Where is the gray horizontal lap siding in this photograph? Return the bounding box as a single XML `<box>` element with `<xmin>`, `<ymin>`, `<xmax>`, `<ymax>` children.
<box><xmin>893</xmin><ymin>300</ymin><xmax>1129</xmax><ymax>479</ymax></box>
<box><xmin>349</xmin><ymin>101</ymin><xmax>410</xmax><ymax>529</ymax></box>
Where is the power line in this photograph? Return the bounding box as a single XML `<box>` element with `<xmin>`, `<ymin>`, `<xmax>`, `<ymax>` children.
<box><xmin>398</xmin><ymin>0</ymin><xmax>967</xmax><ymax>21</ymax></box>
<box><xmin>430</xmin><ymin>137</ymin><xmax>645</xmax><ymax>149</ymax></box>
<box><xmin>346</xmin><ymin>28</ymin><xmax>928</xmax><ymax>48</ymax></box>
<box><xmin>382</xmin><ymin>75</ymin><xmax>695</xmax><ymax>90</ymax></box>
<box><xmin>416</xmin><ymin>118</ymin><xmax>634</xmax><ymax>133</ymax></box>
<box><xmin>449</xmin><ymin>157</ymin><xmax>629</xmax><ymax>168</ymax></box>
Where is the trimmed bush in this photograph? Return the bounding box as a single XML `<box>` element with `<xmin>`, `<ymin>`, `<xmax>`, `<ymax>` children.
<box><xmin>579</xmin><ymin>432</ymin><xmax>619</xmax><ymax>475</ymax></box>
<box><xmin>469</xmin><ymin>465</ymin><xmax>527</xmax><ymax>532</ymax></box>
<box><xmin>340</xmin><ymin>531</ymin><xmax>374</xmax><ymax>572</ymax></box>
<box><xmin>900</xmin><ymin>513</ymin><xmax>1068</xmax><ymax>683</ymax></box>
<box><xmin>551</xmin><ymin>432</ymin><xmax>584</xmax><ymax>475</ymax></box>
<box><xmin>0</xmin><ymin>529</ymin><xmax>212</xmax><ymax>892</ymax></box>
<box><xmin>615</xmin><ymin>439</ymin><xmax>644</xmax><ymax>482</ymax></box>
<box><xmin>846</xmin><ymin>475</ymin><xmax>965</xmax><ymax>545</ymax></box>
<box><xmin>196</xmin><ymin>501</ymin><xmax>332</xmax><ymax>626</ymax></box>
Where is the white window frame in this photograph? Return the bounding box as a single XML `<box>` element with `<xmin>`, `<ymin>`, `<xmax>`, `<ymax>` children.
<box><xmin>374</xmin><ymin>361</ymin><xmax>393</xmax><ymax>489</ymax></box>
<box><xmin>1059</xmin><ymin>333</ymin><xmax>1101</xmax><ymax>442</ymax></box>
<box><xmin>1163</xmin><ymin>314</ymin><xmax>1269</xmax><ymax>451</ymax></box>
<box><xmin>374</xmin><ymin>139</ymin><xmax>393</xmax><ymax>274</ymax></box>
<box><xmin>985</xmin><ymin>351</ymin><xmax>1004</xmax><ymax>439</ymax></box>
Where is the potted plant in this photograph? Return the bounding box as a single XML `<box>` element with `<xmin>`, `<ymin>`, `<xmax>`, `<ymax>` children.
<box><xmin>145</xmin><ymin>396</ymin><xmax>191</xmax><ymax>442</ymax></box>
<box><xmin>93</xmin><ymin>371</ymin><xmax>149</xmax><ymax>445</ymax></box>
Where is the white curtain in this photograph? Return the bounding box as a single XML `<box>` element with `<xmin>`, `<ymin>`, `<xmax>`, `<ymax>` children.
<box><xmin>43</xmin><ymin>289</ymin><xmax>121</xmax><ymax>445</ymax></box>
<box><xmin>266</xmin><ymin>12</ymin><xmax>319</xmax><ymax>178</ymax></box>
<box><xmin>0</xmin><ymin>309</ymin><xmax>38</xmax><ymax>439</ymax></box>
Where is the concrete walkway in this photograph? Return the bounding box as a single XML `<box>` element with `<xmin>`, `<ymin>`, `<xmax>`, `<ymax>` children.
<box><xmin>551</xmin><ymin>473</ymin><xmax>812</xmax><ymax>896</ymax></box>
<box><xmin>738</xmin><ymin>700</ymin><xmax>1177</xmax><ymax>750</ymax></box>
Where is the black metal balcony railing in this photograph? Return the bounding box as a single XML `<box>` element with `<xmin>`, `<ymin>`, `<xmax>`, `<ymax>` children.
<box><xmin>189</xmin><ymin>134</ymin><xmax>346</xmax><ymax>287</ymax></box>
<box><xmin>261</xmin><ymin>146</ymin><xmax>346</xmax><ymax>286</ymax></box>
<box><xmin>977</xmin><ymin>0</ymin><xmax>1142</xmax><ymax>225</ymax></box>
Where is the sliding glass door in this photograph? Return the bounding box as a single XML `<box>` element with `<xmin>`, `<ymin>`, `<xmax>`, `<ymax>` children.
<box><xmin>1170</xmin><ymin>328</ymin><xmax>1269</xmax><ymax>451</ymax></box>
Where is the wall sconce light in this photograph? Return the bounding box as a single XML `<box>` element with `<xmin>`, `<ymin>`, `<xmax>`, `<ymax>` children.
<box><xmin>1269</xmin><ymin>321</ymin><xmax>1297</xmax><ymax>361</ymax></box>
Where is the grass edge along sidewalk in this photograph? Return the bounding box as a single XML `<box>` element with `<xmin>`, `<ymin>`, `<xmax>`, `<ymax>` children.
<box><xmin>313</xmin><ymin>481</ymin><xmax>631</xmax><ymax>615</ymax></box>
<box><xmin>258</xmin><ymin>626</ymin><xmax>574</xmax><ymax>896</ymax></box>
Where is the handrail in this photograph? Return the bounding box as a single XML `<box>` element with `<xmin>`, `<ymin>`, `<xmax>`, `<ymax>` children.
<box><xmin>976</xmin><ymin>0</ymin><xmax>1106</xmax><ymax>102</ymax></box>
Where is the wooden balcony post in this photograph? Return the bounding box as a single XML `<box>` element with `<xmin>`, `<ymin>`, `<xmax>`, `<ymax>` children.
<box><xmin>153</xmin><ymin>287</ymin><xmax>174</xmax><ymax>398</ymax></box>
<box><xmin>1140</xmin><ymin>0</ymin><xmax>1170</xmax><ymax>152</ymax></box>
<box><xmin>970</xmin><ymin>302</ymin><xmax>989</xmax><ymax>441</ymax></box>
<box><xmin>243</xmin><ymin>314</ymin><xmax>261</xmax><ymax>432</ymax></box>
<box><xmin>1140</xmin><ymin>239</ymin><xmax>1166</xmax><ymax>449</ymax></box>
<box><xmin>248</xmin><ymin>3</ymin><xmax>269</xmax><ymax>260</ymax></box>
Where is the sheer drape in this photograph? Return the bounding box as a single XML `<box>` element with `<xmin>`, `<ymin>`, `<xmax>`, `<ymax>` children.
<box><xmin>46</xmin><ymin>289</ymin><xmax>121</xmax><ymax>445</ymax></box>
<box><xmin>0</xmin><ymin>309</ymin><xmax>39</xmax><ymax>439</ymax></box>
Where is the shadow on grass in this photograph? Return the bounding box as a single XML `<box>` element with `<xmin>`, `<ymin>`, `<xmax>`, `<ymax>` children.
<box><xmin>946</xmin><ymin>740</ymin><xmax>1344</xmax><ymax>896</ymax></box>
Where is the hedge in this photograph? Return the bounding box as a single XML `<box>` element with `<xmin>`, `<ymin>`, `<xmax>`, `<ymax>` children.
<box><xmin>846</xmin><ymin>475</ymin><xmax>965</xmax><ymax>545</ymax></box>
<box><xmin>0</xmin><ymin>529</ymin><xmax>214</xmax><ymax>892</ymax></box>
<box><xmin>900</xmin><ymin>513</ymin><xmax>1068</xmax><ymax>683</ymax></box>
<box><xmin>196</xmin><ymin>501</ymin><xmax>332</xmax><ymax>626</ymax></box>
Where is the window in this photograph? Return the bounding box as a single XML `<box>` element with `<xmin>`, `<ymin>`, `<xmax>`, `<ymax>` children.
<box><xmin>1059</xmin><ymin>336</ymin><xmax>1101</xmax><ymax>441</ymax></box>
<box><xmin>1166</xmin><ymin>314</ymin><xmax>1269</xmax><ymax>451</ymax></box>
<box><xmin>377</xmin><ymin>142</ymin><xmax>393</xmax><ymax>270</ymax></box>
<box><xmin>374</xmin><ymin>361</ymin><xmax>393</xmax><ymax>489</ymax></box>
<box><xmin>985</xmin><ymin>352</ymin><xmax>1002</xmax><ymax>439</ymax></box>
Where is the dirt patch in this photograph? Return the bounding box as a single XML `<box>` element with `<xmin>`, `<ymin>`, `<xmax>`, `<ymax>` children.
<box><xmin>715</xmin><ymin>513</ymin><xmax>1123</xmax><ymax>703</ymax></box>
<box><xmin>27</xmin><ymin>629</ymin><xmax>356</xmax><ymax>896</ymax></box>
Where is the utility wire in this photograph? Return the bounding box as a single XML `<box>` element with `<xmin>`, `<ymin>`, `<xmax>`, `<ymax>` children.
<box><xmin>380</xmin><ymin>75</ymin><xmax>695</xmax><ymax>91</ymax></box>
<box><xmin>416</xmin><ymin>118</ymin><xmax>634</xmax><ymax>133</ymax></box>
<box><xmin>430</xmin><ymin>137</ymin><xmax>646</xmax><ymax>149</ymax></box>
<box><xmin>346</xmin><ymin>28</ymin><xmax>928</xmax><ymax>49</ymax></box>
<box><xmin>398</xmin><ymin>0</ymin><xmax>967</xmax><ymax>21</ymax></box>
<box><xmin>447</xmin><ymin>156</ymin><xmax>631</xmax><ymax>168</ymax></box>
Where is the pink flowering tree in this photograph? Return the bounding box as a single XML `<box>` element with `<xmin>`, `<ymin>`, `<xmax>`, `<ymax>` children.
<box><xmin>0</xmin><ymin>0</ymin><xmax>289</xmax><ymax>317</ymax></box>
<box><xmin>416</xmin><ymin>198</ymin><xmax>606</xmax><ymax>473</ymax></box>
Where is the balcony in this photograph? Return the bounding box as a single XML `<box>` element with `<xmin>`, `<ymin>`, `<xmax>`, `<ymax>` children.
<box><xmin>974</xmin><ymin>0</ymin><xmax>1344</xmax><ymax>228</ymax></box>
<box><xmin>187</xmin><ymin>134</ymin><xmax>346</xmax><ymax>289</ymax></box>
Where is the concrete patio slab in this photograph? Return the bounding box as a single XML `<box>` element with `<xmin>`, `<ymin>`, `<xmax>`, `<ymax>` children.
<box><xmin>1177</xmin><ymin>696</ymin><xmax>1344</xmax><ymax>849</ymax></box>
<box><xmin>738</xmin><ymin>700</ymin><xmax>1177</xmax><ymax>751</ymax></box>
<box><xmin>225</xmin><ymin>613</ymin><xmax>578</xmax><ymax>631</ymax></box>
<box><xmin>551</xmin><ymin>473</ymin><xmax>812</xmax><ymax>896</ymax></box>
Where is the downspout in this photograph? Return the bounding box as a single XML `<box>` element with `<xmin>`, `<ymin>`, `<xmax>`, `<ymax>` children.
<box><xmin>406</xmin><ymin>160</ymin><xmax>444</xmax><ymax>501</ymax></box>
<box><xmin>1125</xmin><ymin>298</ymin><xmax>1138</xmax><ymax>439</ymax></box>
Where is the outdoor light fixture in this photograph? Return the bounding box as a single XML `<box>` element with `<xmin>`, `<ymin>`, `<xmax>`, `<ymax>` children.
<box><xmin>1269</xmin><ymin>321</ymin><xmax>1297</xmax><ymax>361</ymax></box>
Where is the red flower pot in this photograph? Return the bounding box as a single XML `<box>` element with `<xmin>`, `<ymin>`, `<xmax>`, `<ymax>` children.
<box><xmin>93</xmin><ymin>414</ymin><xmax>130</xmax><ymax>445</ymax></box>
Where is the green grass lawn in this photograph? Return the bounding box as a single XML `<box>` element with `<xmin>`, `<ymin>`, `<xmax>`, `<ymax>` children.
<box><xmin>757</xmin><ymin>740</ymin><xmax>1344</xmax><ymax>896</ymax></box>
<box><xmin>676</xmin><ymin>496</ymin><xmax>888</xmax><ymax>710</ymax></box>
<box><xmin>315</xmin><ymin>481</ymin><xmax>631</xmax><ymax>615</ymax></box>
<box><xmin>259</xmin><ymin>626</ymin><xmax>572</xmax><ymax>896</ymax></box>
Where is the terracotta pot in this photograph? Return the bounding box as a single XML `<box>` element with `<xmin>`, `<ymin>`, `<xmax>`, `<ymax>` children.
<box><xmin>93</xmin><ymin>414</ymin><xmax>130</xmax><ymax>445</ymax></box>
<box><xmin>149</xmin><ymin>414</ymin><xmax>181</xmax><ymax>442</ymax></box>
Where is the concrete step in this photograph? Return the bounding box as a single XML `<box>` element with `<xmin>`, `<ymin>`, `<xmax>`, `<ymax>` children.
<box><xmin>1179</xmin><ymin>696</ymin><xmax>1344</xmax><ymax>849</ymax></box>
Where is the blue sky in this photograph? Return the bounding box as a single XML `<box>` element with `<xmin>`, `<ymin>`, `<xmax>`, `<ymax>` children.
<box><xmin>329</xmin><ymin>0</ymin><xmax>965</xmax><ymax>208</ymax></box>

◆ **GIVEN EXERCISE**: Pick out each line of the material above that contains the word "window" and copy it in full. Only matches with the same capitalization count.

◆ **SOLUTION FOR THIS TASK**:
Where is the white window frame in this photograph? Return the bounding box as a single XML `<box>` element with `<xmin>`, `<ymin>`, `<xmax>`, `<ymax>` children.
Where is the window in this photograph? Return the bounding box as a single XML `<box>` element with `<xmin>`, `<ymin>`, `<xmax>`, `<ymax>` children.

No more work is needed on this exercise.